## TASK
Reproduce the entries below exactly, but leave the pictures out.

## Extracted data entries
-*-*-
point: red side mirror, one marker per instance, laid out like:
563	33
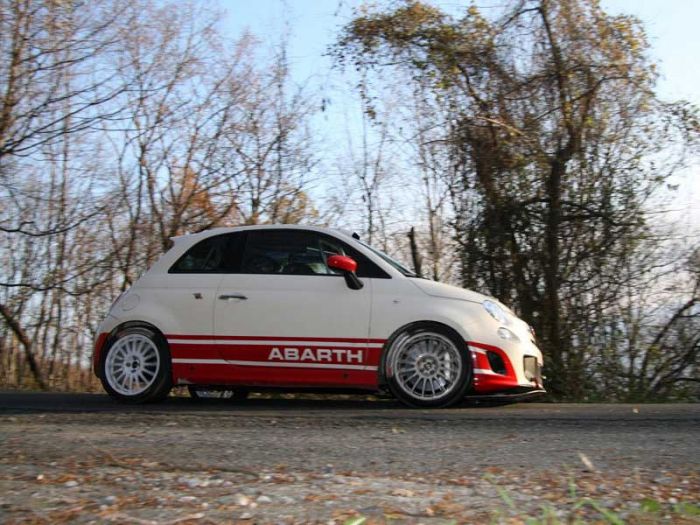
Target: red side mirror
342	263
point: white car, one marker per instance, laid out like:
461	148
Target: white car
291	307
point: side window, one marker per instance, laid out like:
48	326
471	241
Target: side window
288	252
218	254
296	252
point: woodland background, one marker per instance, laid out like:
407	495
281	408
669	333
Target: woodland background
524	154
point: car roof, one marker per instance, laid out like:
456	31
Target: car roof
231	229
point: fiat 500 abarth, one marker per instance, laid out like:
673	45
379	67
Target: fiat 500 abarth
289	307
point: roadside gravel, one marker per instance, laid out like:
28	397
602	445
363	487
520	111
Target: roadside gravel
232	465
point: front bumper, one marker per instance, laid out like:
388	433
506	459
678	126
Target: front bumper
510	396
499	372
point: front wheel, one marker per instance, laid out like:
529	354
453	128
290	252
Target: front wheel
136	366
428	366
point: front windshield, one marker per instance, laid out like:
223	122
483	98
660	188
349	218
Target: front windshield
400	267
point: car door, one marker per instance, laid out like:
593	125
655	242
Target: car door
286	319
183	298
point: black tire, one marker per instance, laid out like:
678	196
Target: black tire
117	364
437	358
203	393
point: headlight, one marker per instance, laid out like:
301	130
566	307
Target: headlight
495	311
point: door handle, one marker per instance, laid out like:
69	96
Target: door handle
228	297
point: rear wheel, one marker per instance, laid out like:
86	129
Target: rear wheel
427	365
136	366
202	393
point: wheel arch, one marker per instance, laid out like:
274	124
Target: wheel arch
121	326
413	325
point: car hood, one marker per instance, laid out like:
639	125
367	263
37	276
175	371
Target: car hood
448	291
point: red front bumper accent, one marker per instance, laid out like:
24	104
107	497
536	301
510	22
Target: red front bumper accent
487	380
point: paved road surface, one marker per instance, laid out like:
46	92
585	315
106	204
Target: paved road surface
378	444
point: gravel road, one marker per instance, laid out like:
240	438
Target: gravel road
83	458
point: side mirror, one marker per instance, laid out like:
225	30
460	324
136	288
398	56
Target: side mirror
348	267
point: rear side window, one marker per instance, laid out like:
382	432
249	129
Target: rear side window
218	254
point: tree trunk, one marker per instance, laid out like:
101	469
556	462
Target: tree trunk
26	344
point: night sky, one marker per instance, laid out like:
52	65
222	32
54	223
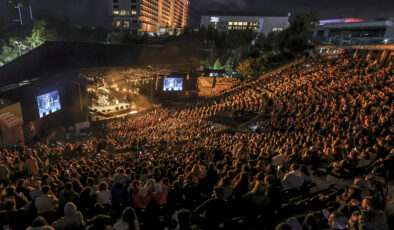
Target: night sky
95	12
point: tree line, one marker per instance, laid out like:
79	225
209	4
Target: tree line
244	52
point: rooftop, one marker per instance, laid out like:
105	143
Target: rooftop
244	13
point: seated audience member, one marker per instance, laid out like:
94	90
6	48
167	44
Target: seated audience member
72	219
294	178
128	221
371	217
40	223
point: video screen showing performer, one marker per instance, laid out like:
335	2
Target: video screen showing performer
48	103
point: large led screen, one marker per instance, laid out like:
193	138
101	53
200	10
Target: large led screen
173	84
48	103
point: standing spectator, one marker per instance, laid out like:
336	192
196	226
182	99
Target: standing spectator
128	221
72	219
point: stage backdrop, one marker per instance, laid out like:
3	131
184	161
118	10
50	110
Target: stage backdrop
11	122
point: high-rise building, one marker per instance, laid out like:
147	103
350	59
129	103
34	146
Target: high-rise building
151	16
258	22
20	12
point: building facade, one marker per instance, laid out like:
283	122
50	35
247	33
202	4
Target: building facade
18	12
149	16
357	31
241	21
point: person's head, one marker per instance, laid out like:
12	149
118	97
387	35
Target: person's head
184	218
295	167
283	226
354	220
269	180
45	189
70	208
369	203
103	186
293	223
310	223
129	216
69	186
39	221
337	220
-*-*-
## RESPONSE
point: red side mirror, one marker per instance, laid out like:
563	33
Target: red side mirror
342	263
point: white car, one marker per instance, laid out like:
461	148
Target: white car
291	307
point: side window, one marker per instance, laid out like:
48	326
471	241
Target: side window
288	252
218	254
296	252
point: woodland background, one marker per instance, laid out like:
407	495
281	408
669	333
Target: woodland background
524	154
point: car roof, one marker per instance, laid out like:
456	31
Target: car roof
231	229
point: fiat 500 abarth, one marker per instance, laid out like:
673	45
379	67
Target: fiat 500 abarth
289	307
point: roadside gravel, one marker per instance, laid out like:
28	397
602	445
363	487
520	111
Target: roadside gravel
232	465
point: front bumper, one marker per instance, laid out like:
388	433
506	459
678	126
Target: front bumper
510	396
499	372
point: front wheel, one marker per instance, laid out like:
529	354
453	128
290	252
Target: front wheel
136	366
428	366
point: front windshield, one marker per instance, laid out like:
223	122
483	98
660	188
349	218
Target: front windshield
400	267
point: car door, one marker per instance, laid out like:
593	125
655	242
Target: car door
286	319
183	298
point: black tire, one marker per instance, laid out like:
678	196
Target: black tire
117	364
437	358
203	393
point: headlight, one marker per instance, laid out like:
301	130
566	307
Target: headlight
495	311
point: door handle, one marker per instance, laid out like:
69	96
Target: door handle
228	297
point: rear wheel, one marker per instance, laid out like:
86	129
Target: rear wheel
427	365
136	366
202	393
point: wheel arch, one marker per instance, laid out like:
274	124
Target: wheel arch
121	326
413	325
point: car hood, one marker per instance, laid out like:
639	125
367	263
37	276
175	371
Target: car hood
448	291
point: red front bumper accent, one marker per instance, laid out like:
24	104
107	497
536	301
510	22
Target: red front bumper accent
487	380
point: paved road surface, one marker per instance, laid out like:
46	92
585	315
106	204
Target: paved road surface
378	444
point: gravel road, one marker per instance, laid out like:
240	438
Target: gravel road
83	458
point: side mirror, one marker per instance, laid out like:
225	30
460	324
136	288
398	56
Target: side mirror
348	267
point: rear side window, one marker per instance, laid out like:
382	432
249	129
Target: rear side window
218	254
point: tree trunk, one marker per instance, laid out like:
101	469
556	462
Target: tree trunk
26	344
point: night sky, one marker per instance, laid out like:
52	65
222	32
54	223
Target: night sky
95	12
point: tree line, one marker per instance, laid out like:
79	225
209	4
Target: tree line
244	52
point: rooftop, one marker per instance, laid out like:
105	143
Target: rooftop
244	13
point: seated audience member, one marker per instance, laid out like:
94	90
6	48
167	44
Target: seated audience member
72	219
294	178
128	221
371	217
40	223
point: video screen showing performer, one marker per instance, laid out like:
335	2
Target: video screen showing performer
48	103
point: large led screen, one marker per instance, laid out like:
193	138
101	53
200	10
Target: large led screen
173	84
48	103
point: standing spectator, one marker per instance, laid out like:
336	192
196	226
182	99
Target: standing spectator
128	221
72	219
point: stage backdrop, one marker per instance, laid out like:
3	131
184	161
118	10
50	110
Target: stage backdrop
11	122
point: high-rise building, one marker per instance, laid out like:
147	103
350	59
129	103
34	146
Target: high-rise building
151	16
258	22
20	12
point: building facade, one marker per instance, laid out like:
283	122
50	35
247	33
202	4
Target: building facade
18	12
149	16
357	31
241	21
point: person's head, one marker per instance, laid out like:
12	149
118	97
387	35
Target: person's head
184	218
295	167
283	226
354	220
269	180
45	189
70	208
369	203
103	186
293	223
310	223
129	216
69	186
39	221
337	220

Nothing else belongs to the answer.